Il Prefetto Mori. Fascismo e Mafia a confronto


 Vostra Eccellenza ha carta bianca, l'autorità dello Stato deve essere assolutamente, ripeto assolutamente, ristabilita in Sicilia. Se le leggi attualmente in vigore la ostacoleranno, non costituirà problema, noi faremo nuove leggi”. Con questo telegramma, il duce d’Italia, Benito Mussolini, dava la propria benedizione al nuovo prefetto di Palermo, Cesare Mori. E’ l’ottobre del 1925, e l’ex prefetto di Trapani arriva nel capoluogo siciliano, con poteri estesi a tutta la regione con un fine ben preciso: stroncare la mafia.
Classe 1872, Mori, riconosciuto dai propri genitori naturali solo all’età di nove anni, dopo il matrimonio di essi, ed educato presso l’Accademia Militare di Torino, aveva mostrato nel quarto di secolo precedente quel piglio inflessibile e ligio al dovere, tale da renderlo la persona più adatta a tale incarico, non solo per le competenze – l’aspetto cui si guarda nel mondo di oggi – ma anche per la capacità concreta di riscontrare un risultato positivo. Le sue qualità di solido e ferreo attaccamento ai valori, era già emersa quando aveva presentato le proprie dimissioni dall’esercito a causa del rifiuto di concedergli il permesso delle nozze con l’amata Angelina Salvi, compagna di una vita, conosciuta a Taranto nel 1895.

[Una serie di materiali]
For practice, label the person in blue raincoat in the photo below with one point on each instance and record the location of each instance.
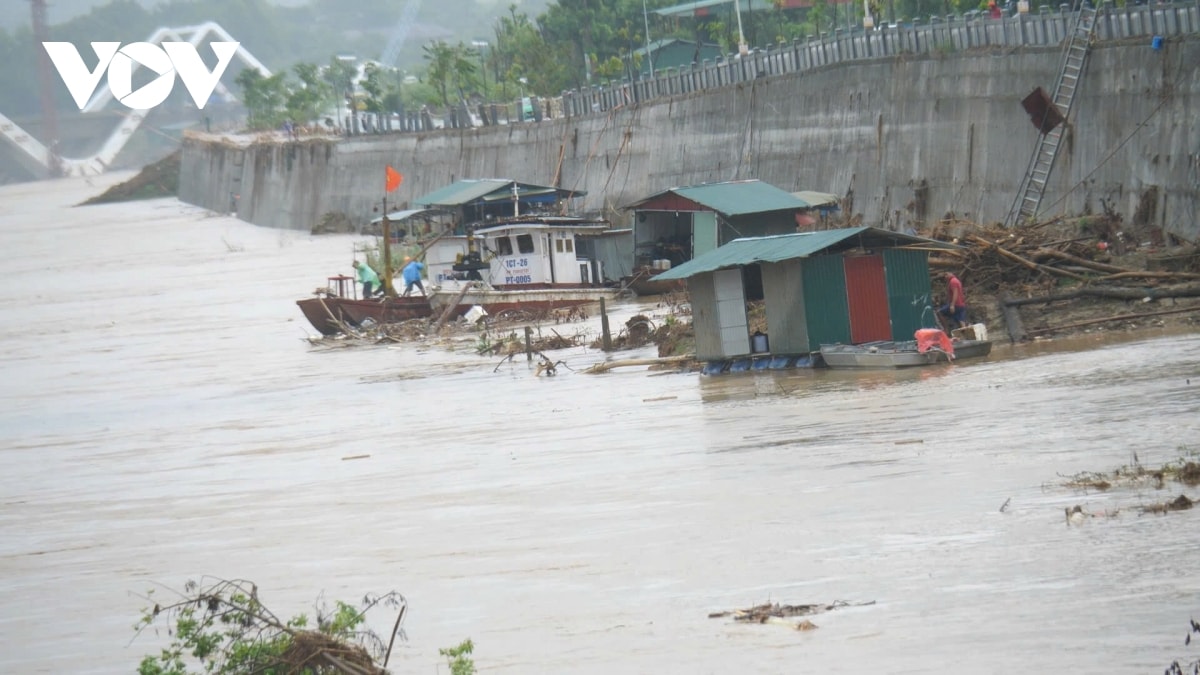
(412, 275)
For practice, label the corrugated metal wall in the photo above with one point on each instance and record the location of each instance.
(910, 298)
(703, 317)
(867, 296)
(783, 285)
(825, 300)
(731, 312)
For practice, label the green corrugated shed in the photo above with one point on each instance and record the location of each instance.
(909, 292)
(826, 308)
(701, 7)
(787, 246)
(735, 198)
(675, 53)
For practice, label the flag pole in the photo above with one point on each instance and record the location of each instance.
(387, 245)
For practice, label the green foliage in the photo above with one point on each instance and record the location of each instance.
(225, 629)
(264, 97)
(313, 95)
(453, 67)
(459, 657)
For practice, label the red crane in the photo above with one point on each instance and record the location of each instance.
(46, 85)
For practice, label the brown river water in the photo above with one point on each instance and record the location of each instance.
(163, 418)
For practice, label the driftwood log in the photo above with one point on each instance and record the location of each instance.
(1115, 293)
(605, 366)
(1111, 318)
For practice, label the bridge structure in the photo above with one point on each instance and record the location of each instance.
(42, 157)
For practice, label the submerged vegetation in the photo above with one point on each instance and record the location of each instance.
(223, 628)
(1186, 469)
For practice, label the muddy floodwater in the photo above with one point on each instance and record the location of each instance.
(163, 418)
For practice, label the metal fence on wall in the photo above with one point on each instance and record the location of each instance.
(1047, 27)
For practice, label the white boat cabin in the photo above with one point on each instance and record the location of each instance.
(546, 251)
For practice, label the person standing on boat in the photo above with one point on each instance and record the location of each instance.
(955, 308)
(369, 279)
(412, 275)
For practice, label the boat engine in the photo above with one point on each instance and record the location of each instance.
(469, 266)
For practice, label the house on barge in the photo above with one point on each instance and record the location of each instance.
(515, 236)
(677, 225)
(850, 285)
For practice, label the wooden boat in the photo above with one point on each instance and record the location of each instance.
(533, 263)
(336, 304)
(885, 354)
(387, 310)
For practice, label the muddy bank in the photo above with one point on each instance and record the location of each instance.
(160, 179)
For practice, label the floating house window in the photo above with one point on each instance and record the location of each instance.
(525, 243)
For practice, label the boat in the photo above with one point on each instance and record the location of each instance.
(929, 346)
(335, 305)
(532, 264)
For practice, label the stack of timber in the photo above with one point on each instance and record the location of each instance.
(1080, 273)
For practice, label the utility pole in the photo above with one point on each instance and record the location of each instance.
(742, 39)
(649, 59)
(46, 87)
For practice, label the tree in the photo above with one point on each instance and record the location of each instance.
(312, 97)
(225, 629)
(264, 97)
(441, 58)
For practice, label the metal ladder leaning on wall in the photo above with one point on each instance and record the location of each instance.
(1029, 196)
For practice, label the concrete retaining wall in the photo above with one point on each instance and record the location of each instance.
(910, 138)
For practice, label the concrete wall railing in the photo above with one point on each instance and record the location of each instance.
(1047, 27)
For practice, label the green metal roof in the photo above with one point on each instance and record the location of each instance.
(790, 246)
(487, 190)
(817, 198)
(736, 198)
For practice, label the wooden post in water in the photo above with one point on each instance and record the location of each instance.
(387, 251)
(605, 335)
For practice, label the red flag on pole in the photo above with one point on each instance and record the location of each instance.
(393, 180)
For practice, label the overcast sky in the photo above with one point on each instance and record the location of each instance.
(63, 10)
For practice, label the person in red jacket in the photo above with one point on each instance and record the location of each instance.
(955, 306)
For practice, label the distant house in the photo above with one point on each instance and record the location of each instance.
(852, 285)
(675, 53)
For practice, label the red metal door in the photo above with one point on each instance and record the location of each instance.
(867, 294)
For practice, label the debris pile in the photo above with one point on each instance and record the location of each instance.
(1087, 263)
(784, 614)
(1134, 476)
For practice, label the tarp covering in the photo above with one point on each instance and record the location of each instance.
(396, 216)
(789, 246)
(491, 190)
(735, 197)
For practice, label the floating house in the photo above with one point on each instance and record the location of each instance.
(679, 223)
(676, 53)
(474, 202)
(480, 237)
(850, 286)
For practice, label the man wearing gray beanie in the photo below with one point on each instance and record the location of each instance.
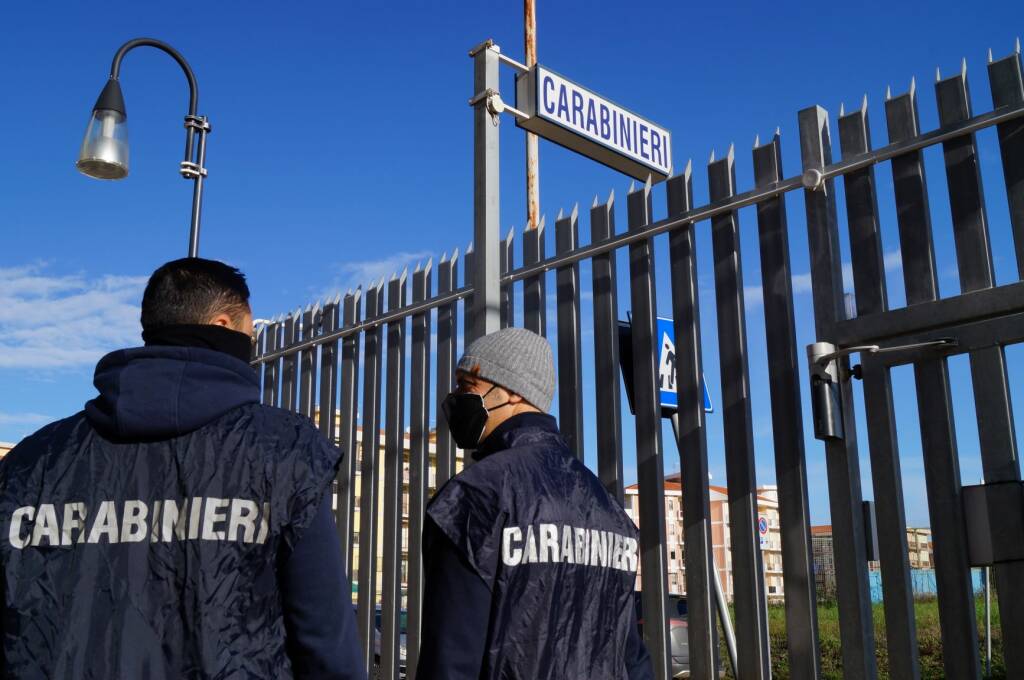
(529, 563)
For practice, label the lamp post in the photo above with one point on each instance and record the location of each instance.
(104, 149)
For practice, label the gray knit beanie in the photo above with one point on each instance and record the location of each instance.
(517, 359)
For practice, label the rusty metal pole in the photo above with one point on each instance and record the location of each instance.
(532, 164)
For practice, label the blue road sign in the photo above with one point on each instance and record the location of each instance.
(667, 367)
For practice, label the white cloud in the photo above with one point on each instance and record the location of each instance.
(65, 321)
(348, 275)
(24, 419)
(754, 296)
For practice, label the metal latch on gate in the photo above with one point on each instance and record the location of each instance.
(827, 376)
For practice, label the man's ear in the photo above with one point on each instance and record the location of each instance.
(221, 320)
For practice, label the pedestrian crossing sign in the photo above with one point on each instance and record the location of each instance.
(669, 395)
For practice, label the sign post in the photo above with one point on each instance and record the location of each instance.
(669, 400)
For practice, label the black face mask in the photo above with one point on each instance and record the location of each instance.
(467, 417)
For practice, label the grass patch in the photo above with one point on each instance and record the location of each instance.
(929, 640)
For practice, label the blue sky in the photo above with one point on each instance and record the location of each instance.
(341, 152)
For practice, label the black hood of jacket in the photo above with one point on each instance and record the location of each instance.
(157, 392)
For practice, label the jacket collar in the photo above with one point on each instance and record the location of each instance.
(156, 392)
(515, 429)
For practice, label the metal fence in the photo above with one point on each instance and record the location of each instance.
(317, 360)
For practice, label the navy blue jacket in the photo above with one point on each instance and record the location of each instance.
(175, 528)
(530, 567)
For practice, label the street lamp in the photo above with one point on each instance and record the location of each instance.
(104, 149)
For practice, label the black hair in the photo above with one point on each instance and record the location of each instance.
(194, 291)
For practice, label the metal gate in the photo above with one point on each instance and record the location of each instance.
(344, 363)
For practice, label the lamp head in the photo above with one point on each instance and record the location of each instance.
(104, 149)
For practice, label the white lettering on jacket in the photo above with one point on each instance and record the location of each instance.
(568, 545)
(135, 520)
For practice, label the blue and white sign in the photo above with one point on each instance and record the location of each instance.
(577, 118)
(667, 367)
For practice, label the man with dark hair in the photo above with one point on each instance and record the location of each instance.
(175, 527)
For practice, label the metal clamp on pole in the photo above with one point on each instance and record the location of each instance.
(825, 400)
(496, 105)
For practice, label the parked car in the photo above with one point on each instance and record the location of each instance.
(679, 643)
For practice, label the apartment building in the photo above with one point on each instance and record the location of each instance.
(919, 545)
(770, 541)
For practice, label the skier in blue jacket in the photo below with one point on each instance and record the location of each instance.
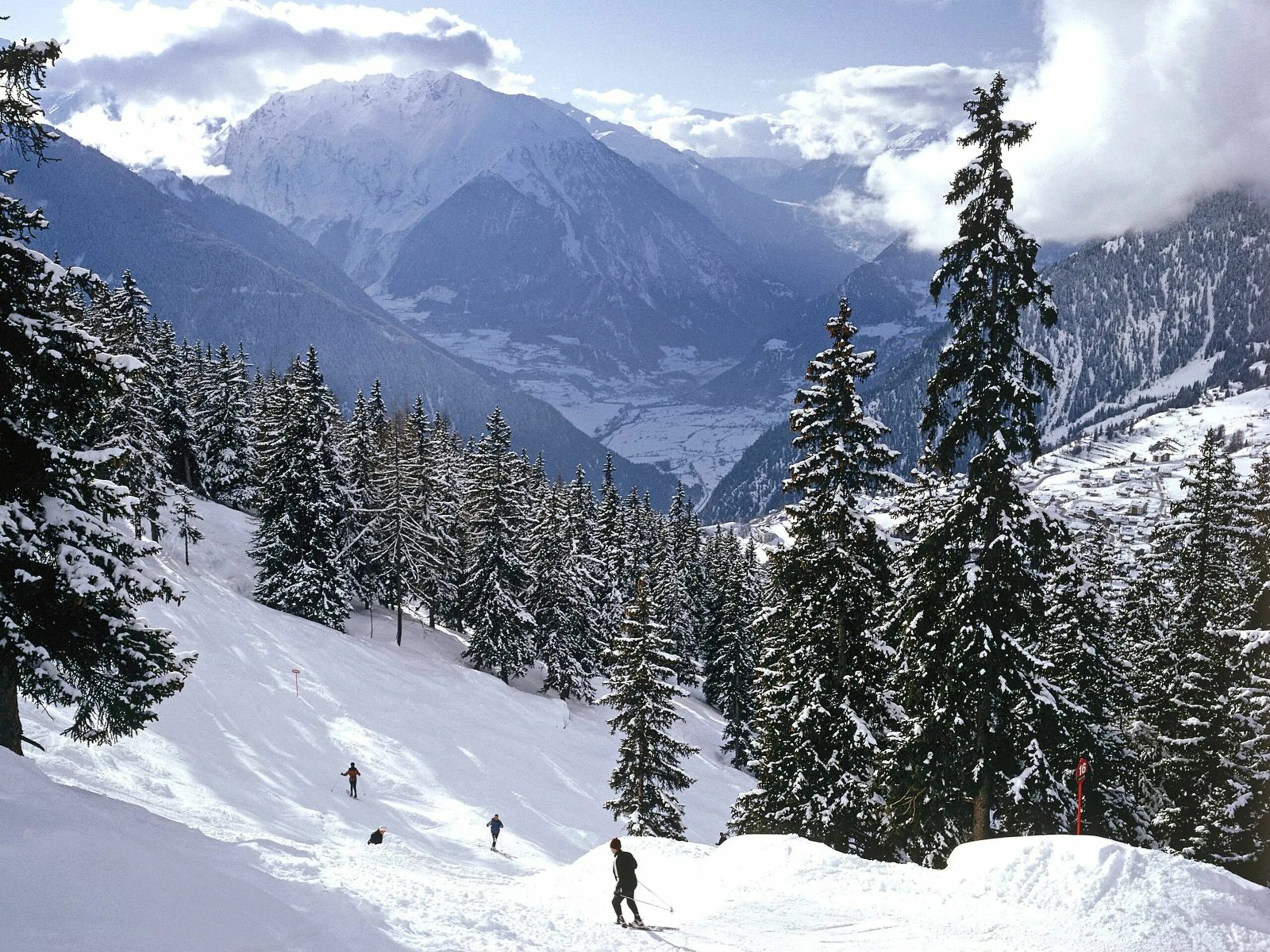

COSA PRODURRE: Nell'estratto sul prefetto Mori, dove e in che anno Mori conobbe Angelina Salvi?

RISPOSTA AL COMPITO: A Taranto, nel 1895.